[Stored items from a collection]

──────────

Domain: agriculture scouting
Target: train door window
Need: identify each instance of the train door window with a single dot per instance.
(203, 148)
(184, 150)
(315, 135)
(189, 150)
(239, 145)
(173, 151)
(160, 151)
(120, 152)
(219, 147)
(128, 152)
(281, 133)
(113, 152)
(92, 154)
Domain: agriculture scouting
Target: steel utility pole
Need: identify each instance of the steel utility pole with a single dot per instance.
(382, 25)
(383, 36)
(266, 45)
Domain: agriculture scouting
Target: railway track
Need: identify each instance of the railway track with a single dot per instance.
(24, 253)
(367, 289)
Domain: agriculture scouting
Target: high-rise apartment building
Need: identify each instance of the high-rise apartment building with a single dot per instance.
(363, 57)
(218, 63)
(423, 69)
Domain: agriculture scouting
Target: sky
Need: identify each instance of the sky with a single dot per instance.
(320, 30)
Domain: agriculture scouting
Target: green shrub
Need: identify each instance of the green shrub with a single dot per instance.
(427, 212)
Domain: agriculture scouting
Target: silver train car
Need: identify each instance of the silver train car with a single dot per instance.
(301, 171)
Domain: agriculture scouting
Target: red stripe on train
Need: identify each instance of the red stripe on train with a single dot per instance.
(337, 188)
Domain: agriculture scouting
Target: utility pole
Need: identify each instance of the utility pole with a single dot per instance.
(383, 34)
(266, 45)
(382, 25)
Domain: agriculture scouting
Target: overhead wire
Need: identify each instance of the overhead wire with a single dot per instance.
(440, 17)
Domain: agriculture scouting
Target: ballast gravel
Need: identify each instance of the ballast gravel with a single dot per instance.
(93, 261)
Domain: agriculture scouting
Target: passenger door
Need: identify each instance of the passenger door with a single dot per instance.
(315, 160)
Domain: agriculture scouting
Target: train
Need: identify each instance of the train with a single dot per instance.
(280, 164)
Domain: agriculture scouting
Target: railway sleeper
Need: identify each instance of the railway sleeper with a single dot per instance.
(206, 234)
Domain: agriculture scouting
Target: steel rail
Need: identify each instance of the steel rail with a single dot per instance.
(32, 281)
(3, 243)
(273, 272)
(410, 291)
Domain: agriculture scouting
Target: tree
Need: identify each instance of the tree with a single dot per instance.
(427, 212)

──────────

TASK OBJECTIVE: Make an exact copy of every entry.

FINISHED EXERCISE:
Domain: agriculture scouting
Target: train door window
Need: identify each instance of the train door window with a single dot per instance.
(203, 148)
(184, 150)
(315, 135)
(189, 150)
(239, 145)
(173, 151)
(160, 151)
(120, 152)
(219, 147)
(128, 152)
(281, 133)
(113, 152)
(92, 154)
Domain: agriculture scouting
Target: steel utility pole
Need: identify each instance of the steel utility pole with a single dot per instance.
(382, 25)
(383, 36)
(266, 45)
Domain: agriculture scouting
Target: railway track
Need: identify each instance of the railway track with a single dot per instance.
(24, 253)
(367, 289)
Domain: agriculture scouting
Target: high-rise apartment building
Need: identify each instance of the high-rise apartment building with a single dot per instance.
(363, 57)
(218, 63)
(423, 69)
Domain: agriculture scouting
Target: sky
Need: identify each instance of the sky with a single dot per instance.
(320, 30)
Domain: agriculture scouting
Target: green shrub
Need: identify each instance of the green shrub with a single dot per instance.
(427, 212)
Domain: agriculture scouting
Target: silver train car
Need: identify each instance of the silver train car with a single dot per instance.
(301, 171)
Domain: agriculture scouting
Target: red stripe on train
Need: identify each instance of the red stripe on train with a single dot per instance.
(337, 188)
Domain: agriculture scouting
Target: utility pole
Need: identify each instance of the utility pole with a single dot per instance.
(383, 34)
(266, 45)
(382, 25)
Domain: agriculture scouting
Target: overhead wire
Need: identify each instance of the overhead wire with a single dot per instance.
(440, 17)
Domain: agriculture scouting
Target: ballast gravel
Need: identify each instance of the ballast gravel with a single dot per instance.
(93, 261)
Domain: agriculture scouting
Target: passenger door
Need: identify each instance of the passenger door with a single dot per instance.
(315, 160)
Domain: agriculture scouting
Target: train
Need: identify each instance of the train with a single dot per instance.
(280, 164)
Domain: agriculture scouting
Target: railway sleeper
Need: identify each instance of the railway sleeper with a single dot per instance.
(206, 234)
Domain: agriculture scouting
Target: steel rail
Need: identify each instance of the steel rail with a single dot per instance.
(32, 281)
(3, 243)
(273, 272)
(410, 291)
Domain: agriculture scouting
Target: tree
Need: identify each instance of the tree with a single dot per instance.
(427, 212)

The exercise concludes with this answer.